> [SUPPLIED DATA]:
---------------
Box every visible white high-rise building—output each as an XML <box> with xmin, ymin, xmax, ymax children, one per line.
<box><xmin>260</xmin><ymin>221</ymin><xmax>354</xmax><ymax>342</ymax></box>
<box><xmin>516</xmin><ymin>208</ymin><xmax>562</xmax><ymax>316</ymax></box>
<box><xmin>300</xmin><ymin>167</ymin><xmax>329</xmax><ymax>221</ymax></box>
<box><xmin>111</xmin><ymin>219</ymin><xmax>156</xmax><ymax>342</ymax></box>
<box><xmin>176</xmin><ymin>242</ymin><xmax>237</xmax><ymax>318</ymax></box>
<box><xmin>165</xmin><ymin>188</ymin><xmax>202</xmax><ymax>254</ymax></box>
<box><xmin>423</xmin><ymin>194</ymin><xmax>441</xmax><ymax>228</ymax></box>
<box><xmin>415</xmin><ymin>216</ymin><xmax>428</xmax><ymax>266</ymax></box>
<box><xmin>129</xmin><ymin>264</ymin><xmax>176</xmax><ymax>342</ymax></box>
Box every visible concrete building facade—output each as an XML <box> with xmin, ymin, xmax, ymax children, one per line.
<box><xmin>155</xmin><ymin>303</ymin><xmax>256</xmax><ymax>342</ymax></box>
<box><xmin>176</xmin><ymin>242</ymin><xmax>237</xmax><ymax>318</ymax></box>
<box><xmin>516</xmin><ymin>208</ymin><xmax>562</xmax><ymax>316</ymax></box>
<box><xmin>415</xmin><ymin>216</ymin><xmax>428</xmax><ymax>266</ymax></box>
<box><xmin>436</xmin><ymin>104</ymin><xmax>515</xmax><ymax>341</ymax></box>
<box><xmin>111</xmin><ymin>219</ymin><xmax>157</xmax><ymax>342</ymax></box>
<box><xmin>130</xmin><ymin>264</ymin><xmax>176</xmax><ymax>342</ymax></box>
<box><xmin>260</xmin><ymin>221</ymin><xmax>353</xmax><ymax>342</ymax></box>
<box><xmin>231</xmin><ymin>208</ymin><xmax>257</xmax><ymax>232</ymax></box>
---------------
> [ABOUT THIS TASK]:
Count every line of the listing holding the string "output". Reply with the total alone.

> [ANSWER TO THE PROBLEM]:
2